**REGISTROS DE ENTRADA**
%%

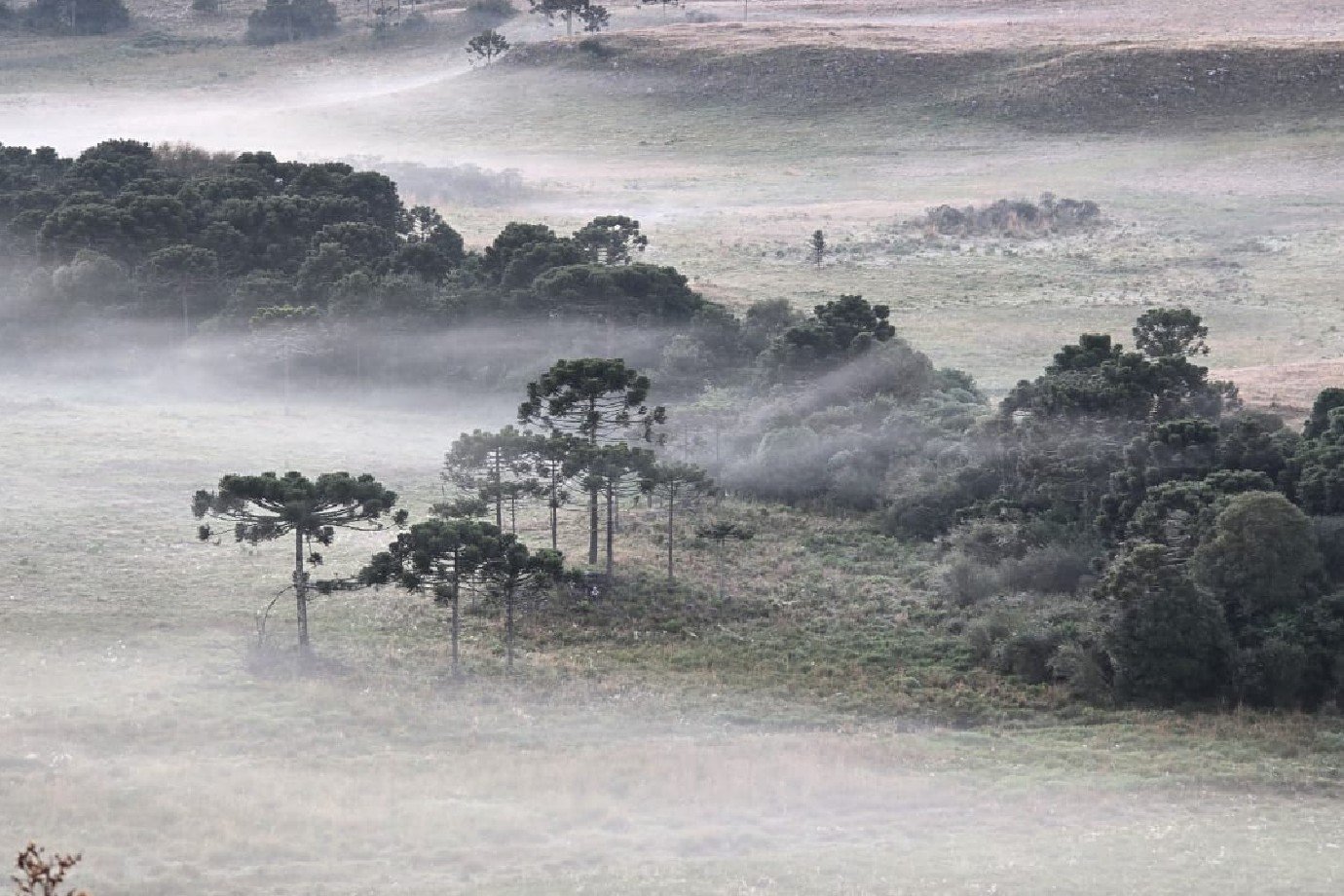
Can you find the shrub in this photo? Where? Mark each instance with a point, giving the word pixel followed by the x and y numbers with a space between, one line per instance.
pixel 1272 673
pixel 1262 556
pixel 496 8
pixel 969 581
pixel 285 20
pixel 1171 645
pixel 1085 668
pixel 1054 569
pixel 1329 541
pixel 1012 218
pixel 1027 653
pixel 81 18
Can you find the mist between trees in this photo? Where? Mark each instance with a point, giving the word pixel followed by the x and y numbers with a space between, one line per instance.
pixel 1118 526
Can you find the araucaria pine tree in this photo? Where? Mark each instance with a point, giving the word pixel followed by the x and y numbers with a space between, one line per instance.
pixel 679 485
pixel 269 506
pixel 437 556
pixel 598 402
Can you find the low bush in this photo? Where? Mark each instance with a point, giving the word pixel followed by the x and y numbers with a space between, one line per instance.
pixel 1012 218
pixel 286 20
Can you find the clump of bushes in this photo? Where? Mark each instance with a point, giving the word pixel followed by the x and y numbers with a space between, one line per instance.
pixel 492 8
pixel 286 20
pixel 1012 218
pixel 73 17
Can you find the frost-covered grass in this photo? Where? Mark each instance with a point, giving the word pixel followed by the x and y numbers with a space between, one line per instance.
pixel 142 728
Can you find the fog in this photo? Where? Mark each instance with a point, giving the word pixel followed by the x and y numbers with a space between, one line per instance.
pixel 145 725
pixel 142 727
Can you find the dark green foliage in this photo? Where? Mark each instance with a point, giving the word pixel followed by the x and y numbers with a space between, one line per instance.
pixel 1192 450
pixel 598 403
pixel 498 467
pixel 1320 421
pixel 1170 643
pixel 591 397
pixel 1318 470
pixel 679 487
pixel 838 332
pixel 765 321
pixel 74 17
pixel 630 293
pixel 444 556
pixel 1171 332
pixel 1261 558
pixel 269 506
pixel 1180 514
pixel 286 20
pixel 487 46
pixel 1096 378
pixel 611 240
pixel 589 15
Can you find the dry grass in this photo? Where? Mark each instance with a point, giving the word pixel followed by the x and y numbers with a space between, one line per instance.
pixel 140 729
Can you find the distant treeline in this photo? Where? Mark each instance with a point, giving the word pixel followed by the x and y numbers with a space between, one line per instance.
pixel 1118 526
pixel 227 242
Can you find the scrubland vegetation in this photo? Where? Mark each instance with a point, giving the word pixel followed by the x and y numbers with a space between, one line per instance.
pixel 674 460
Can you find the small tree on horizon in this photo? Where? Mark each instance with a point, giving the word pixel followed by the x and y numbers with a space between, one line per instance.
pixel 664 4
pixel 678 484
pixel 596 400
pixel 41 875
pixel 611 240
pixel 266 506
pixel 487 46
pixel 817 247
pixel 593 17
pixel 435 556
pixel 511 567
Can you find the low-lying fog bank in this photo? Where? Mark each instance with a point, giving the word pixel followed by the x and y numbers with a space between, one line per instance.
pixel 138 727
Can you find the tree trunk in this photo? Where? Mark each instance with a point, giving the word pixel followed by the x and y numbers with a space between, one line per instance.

%%
%%

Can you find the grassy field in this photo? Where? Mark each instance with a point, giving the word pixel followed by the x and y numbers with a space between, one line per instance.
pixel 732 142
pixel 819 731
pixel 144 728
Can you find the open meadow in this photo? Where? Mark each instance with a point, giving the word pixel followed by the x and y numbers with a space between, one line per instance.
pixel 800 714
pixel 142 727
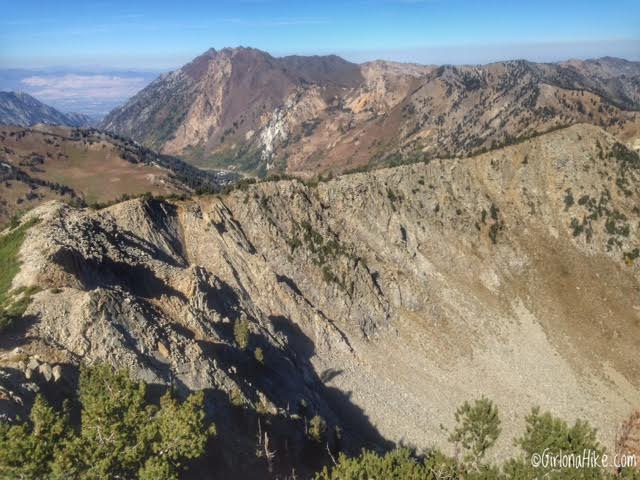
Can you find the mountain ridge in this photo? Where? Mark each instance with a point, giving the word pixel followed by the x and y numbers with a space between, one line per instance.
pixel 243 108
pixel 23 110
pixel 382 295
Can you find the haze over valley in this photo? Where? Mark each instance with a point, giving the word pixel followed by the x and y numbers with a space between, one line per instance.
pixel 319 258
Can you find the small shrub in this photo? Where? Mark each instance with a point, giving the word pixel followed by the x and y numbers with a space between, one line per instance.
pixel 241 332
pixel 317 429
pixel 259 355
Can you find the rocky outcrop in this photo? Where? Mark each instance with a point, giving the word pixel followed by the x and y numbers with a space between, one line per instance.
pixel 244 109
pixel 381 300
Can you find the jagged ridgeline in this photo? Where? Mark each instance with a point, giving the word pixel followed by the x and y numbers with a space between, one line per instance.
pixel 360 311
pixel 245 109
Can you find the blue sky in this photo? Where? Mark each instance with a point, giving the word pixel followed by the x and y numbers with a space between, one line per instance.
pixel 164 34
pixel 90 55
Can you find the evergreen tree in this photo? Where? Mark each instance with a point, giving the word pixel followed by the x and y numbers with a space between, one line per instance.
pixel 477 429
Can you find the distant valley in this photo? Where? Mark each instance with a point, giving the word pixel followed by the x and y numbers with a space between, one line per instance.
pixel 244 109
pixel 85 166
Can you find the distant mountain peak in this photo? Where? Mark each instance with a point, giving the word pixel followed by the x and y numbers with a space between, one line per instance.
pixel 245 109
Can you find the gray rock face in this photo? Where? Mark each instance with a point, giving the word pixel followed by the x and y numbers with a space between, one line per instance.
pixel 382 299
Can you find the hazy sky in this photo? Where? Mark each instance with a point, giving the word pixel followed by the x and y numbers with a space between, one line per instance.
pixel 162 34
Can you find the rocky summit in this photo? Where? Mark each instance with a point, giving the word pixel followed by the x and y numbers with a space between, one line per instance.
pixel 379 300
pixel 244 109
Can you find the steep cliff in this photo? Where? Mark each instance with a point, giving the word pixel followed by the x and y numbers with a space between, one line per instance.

%%
%%

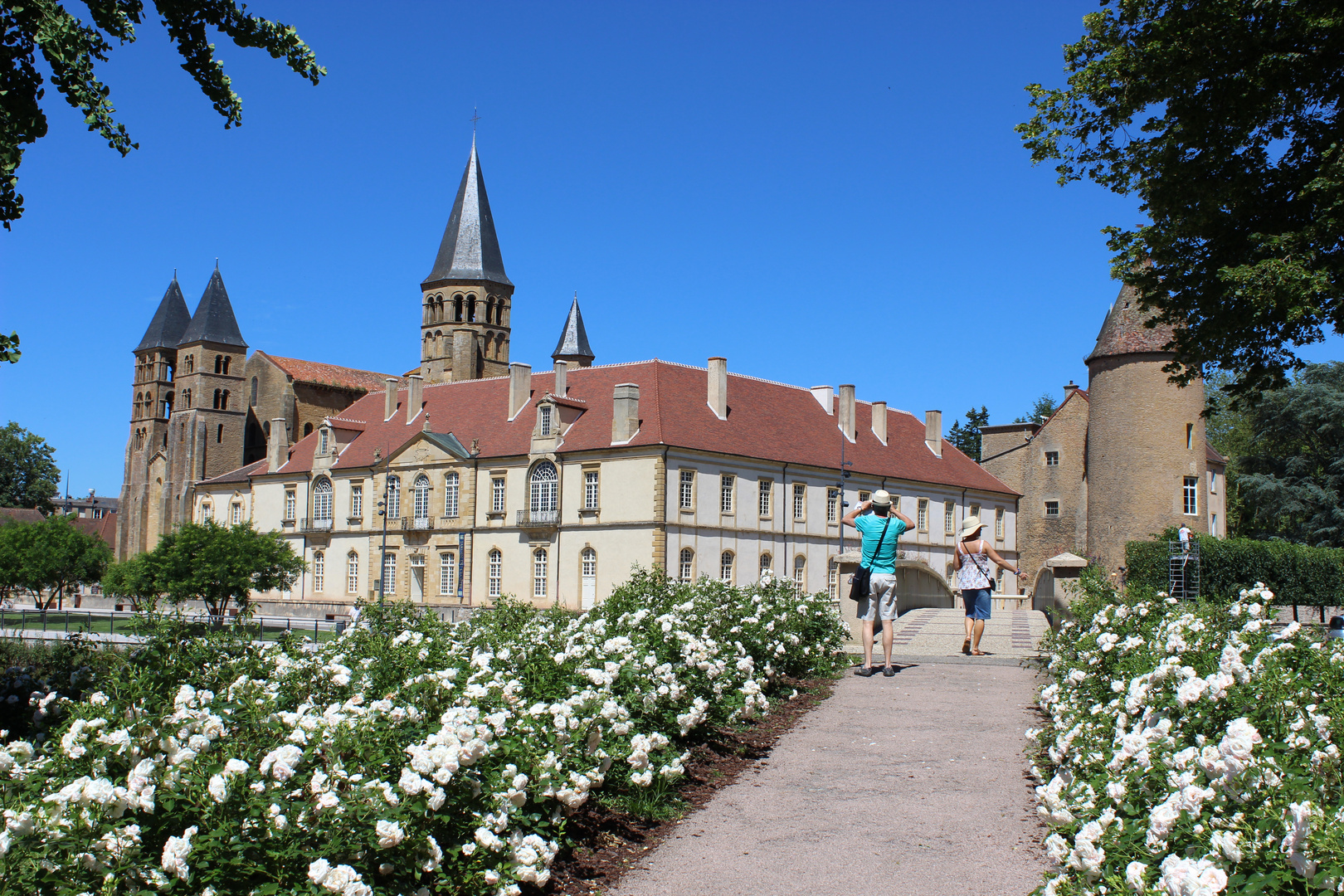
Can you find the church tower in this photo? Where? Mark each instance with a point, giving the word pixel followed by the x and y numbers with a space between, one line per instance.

%%

**QUÉ DEBES HACER**
Presenta como tabla Markdown, con las columnas Fila y Línea, las líneas de los registros que empiezan en la que contiene "Can you find the dry" y terminan tras la que contiene "pixel 227 242". Omite las líneas en blanco.

**SOLUCIÓN DEL EJERCICIO**
| Fila | Línea |
|---|---|
| 1 | Can you find the dry grass in this photo? Where? Mark each instance with a point, giving the word pixel followed by the x and y numbers with a space between, one line per instance. |
| 2 | pixel 140 729 |
| 3 | Can you find the distant treeline in this photo? Where? Mark each instance with a point, giving the word pixel followed by the x and y numbers with a space between, one line per instance. |
| 4 | pixel 1118 526 |
| 5 | pixel 227 242 |